The answer must be a single number: how many lines in the entries below contain the word "potato".

(Source records)
* * * *
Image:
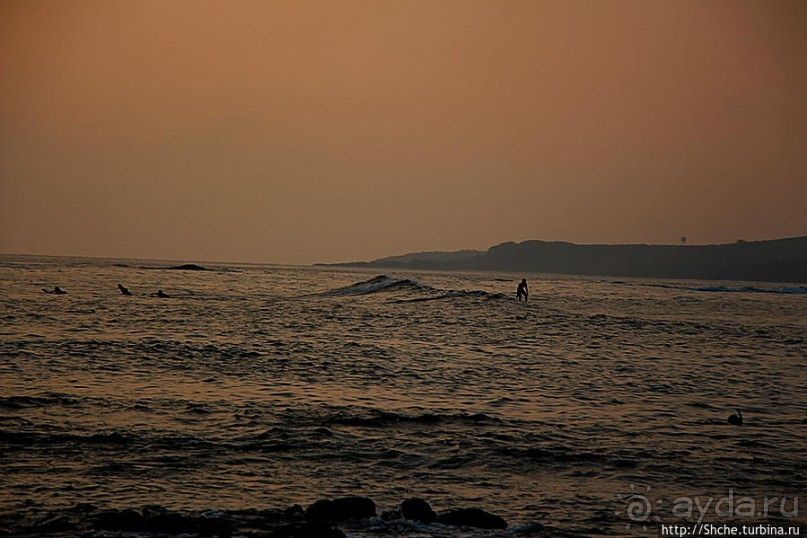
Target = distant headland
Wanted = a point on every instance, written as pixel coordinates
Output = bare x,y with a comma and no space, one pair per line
777,260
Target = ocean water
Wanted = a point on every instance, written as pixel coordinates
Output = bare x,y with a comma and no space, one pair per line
258,387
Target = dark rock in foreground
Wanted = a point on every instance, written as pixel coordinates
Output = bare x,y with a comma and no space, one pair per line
341,509
472,517
189,267
418,510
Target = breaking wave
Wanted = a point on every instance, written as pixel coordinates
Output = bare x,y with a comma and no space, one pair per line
374,285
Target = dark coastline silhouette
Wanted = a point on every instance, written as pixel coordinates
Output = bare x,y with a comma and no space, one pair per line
777,260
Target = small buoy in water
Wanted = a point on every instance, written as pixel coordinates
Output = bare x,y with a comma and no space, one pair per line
737,419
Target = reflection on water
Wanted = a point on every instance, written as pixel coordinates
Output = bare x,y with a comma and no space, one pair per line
265,386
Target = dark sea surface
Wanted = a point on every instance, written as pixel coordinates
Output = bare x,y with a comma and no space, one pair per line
257,387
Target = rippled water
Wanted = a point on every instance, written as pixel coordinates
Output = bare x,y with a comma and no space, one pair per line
259,387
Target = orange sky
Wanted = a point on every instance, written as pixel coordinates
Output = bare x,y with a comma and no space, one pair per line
306,131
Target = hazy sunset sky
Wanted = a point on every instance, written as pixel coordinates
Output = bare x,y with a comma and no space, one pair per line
299,132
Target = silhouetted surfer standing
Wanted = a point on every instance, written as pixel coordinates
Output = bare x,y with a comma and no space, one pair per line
523,290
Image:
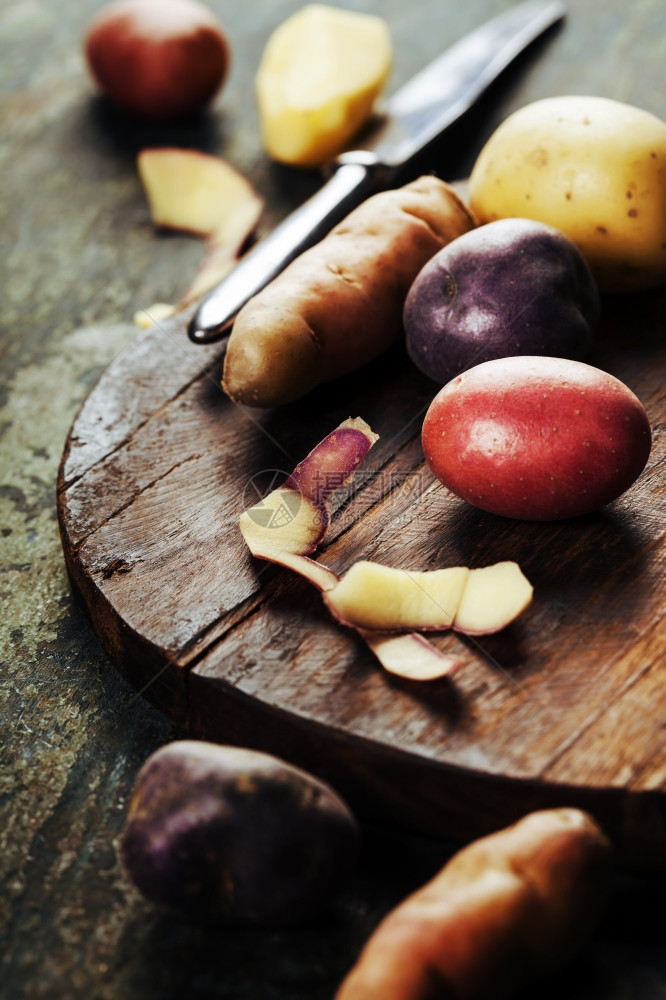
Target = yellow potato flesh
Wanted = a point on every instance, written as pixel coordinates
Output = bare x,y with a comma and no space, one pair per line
319,77
198,193
373,596
283,522
492,598
592,167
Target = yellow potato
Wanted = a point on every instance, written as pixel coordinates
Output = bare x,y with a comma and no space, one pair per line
339,304
318,79
592,167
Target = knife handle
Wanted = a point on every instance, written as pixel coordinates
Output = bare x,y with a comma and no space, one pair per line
355,176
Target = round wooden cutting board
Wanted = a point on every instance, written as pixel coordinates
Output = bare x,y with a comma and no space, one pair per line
565,706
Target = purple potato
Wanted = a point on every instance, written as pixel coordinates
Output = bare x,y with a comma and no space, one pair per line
511,287
233,835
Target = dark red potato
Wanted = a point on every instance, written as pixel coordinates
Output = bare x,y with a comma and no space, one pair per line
156,59
536,438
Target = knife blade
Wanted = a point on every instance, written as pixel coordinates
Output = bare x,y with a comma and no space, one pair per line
416,115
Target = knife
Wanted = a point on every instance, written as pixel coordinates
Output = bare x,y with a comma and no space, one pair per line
416,115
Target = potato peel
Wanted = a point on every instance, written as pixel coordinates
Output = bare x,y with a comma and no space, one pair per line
329,466
288,525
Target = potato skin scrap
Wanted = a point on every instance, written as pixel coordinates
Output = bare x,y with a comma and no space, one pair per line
504,911
339,304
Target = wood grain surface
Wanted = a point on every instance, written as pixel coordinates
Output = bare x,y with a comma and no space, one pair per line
565,706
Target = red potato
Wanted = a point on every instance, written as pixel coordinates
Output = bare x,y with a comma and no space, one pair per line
158,60
505,911
536,438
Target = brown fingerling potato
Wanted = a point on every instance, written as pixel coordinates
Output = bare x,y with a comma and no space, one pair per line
339,304
505,911
230,835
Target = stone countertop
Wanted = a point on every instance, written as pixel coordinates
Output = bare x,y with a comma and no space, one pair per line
79,257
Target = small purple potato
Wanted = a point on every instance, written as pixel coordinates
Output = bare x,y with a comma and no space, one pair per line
511,287
233,835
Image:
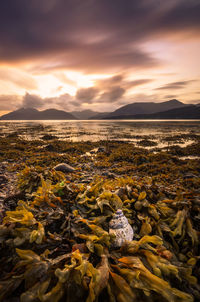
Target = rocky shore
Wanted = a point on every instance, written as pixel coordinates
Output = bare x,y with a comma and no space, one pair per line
56,204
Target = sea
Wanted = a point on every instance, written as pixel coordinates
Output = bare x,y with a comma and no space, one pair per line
160,133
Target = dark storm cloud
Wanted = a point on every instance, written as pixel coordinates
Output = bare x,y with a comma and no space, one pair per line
175,85
90,35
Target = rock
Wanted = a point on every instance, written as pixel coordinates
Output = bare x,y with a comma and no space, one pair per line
109,174
120,227
64,168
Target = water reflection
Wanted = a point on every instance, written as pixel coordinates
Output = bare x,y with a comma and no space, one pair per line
136,131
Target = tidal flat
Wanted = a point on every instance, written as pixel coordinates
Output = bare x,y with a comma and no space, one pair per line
55,243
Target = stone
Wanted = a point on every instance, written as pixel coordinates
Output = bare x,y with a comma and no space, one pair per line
64,168
120,227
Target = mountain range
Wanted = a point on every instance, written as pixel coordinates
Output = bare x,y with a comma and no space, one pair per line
172,109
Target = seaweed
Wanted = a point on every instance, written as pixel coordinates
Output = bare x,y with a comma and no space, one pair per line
55,244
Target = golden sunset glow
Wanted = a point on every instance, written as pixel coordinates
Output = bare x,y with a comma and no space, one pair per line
99,62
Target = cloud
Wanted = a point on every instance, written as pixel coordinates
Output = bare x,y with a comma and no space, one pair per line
32,101
86,95
121,80
111,95
18,78
90,35
175,85
9,102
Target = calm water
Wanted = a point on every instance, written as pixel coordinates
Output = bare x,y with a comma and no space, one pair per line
161,132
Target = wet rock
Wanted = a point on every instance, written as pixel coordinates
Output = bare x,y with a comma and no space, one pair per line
120,227
64,168
48,137
109,174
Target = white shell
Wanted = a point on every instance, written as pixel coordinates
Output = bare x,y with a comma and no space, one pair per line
120,227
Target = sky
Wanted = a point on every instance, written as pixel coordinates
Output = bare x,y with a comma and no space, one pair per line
98,54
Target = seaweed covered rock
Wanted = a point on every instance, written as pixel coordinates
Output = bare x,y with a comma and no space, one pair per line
65,168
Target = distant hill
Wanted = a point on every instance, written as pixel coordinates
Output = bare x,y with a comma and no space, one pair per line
34,114
145,108
84,114
187,112
99,116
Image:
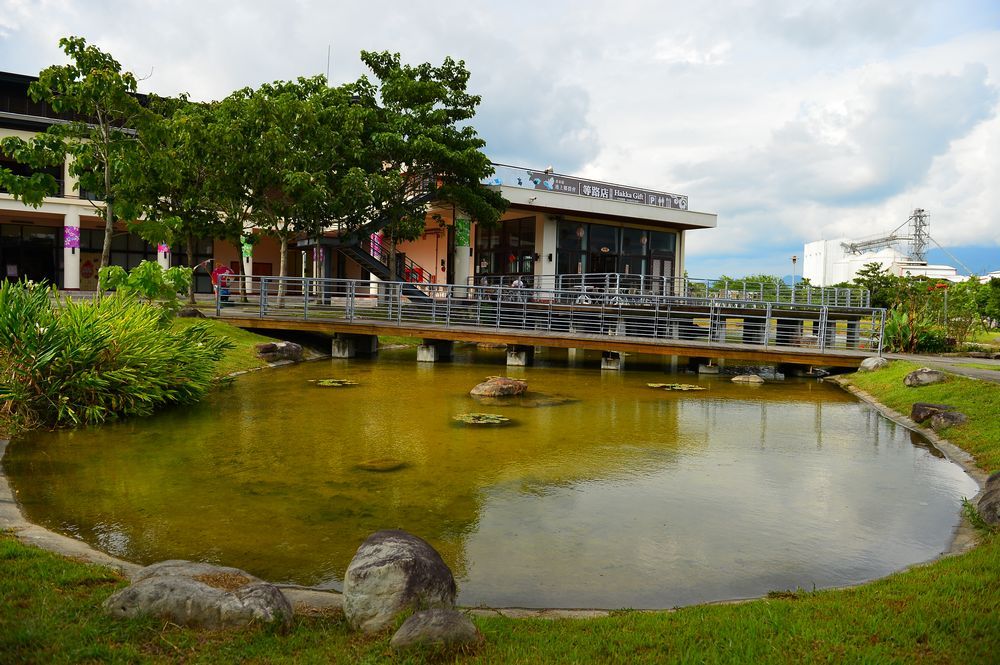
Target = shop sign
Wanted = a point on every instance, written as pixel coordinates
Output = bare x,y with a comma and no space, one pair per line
509,176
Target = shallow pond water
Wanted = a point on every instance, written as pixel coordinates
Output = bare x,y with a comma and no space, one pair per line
618,495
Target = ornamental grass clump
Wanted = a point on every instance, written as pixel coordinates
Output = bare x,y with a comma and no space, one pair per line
85,362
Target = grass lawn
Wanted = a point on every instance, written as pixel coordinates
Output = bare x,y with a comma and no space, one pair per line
945,612
241,356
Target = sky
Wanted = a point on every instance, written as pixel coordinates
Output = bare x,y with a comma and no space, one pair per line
792,121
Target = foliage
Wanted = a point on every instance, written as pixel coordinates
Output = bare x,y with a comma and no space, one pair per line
150,281
85,362
99,139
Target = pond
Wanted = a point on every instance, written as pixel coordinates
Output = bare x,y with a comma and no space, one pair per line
599,492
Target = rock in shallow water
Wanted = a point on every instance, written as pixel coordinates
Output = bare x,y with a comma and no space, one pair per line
200,595
393,571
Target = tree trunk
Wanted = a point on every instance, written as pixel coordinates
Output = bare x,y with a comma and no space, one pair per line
282,267
191,264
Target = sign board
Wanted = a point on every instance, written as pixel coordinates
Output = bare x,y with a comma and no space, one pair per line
509,176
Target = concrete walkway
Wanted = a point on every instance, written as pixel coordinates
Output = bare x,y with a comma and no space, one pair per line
954,365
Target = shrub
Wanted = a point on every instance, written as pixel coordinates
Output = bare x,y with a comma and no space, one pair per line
84,362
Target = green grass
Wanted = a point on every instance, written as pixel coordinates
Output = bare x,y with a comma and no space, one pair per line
979,400
241,356
944,612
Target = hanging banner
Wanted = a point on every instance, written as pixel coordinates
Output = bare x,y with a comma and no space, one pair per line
510,176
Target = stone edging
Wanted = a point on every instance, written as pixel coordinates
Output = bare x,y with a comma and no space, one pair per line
309,600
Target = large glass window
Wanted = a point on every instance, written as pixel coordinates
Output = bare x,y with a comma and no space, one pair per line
507,249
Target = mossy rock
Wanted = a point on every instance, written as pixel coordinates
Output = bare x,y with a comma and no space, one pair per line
675,386
382,465
335,383
482,419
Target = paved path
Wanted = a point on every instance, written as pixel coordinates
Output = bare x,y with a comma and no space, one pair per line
954,365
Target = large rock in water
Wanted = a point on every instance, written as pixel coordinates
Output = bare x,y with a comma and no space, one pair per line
432,628
989,503
274,351
499,386
873,364
924,376
393,571
200,595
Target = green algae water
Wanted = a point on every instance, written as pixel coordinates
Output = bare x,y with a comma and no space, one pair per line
598,492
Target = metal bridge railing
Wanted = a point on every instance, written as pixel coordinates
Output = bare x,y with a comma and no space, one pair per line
710,320
628,284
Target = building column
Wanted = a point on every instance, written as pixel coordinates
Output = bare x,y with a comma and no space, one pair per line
163,255
71,251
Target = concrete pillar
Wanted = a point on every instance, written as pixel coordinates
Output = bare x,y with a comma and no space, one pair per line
435,350
163,255
853,334
520,356
71,251
612,361
349,346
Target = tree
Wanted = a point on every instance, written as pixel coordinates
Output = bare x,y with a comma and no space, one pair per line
424,145
100,139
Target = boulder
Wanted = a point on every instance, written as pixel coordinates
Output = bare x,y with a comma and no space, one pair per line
947,419
924,376
200,595
873,364
499,386
989,505
748,378
435,628
394,571
921,411
275,351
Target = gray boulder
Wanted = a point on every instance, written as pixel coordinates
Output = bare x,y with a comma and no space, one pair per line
921,411
435,628
499,386
275,351
947,419
924,376
393,571
873,364
200,595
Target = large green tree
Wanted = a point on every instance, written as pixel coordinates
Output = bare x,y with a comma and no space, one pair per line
424,145
100,138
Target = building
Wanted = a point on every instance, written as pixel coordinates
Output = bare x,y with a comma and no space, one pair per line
556,224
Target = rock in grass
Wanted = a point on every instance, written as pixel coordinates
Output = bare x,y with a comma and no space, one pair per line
499,386
924,376
200,595
947,419
921,411
873,364
435,628
391,572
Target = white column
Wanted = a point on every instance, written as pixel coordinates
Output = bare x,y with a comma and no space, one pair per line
163,255
71,250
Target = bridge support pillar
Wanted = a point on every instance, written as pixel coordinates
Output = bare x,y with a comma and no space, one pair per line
789,331
520,356
349,346
612,360
435,350
853,334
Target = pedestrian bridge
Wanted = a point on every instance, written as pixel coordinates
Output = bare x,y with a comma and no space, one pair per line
710,325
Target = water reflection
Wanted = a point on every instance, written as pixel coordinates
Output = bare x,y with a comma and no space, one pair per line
626,496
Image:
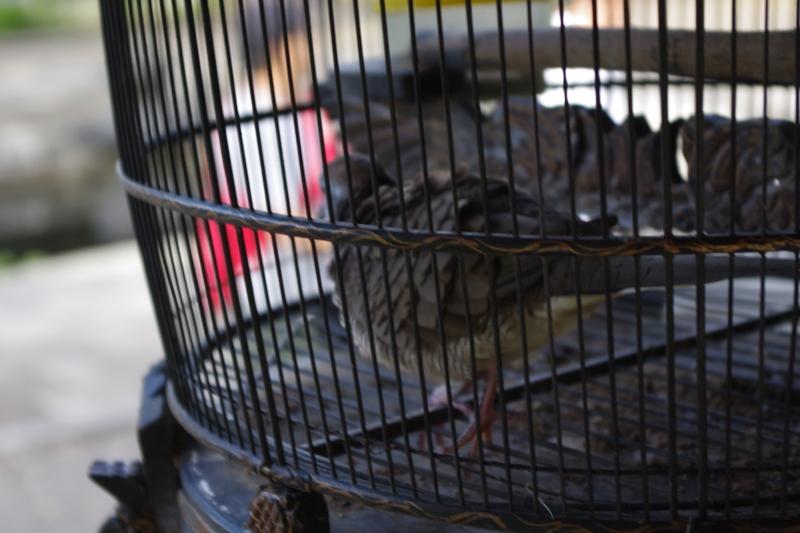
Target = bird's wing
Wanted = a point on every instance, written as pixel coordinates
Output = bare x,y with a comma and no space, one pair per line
410,153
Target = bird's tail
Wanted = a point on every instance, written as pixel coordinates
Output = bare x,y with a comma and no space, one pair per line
653,272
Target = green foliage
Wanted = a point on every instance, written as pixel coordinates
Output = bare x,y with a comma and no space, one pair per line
18,15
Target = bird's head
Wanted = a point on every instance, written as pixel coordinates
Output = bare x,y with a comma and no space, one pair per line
361,174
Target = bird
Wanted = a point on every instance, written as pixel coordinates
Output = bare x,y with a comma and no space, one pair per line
733,166
392,307
548,145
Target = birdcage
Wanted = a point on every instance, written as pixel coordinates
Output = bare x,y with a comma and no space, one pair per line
495,263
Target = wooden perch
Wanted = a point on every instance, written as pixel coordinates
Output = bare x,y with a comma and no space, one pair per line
783,48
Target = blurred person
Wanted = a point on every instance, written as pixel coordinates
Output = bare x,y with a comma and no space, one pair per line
277,160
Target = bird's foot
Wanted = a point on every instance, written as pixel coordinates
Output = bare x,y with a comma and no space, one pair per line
436,400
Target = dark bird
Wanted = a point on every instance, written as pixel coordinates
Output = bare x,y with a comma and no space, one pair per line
735,173
546,150
388,314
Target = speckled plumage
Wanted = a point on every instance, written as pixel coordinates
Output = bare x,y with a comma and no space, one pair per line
415,300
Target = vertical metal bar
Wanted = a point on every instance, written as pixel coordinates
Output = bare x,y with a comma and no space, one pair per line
247,274
793,339
484,199
323,300
195,258
606,267
515,231
700,292
122,79
573,227
201,409
359,258
666,178
225,154
762,282
634,176
787,407
731,266
206,229
454,191
271,315
173,246
541,200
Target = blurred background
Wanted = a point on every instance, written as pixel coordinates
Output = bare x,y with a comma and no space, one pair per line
76,325
77,329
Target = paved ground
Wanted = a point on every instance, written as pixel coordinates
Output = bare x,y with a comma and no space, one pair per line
76,334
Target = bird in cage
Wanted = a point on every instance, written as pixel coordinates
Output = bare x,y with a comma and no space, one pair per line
743,163
458,314
555,152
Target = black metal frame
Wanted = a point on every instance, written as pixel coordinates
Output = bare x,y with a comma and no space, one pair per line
230,388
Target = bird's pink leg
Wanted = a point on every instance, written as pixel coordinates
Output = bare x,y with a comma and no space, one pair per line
438,399
488,416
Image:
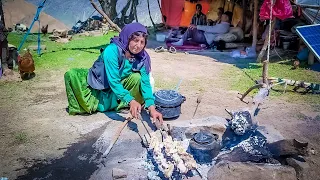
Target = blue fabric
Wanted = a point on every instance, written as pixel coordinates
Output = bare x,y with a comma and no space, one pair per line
303,54
123,41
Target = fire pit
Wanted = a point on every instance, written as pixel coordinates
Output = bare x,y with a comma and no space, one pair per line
204,146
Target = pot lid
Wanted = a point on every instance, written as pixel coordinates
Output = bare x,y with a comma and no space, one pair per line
204,137
169,96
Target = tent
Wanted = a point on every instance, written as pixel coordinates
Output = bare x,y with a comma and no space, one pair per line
179,12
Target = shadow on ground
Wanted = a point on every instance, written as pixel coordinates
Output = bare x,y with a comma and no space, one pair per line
78,162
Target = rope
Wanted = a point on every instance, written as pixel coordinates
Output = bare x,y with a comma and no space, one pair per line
39,48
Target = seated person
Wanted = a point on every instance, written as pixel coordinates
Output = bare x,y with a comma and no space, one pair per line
112,85
249,22
199,18
218,20
205,34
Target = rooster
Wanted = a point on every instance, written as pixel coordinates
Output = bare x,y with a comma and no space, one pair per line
44,29
26,65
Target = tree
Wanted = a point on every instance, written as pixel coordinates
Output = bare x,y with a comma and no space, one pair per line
109,7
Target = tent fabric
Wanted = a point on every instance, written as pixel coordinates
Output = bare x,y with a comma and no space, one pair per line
237,11
190,9
308,2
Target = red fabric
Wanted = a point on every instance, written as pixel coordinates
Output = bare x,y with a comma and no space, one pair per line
282,9
188,46
173,11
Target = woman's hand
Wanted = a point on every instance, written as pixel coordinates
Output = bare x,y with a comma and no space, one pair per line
135,108
155,115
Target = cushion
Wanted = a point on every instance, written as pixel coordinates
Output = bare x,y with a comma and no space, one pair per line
228,37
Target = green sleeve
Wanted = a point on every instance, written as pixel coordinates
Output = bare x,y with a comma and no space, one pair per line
* * * *
TASK OUTPUT
9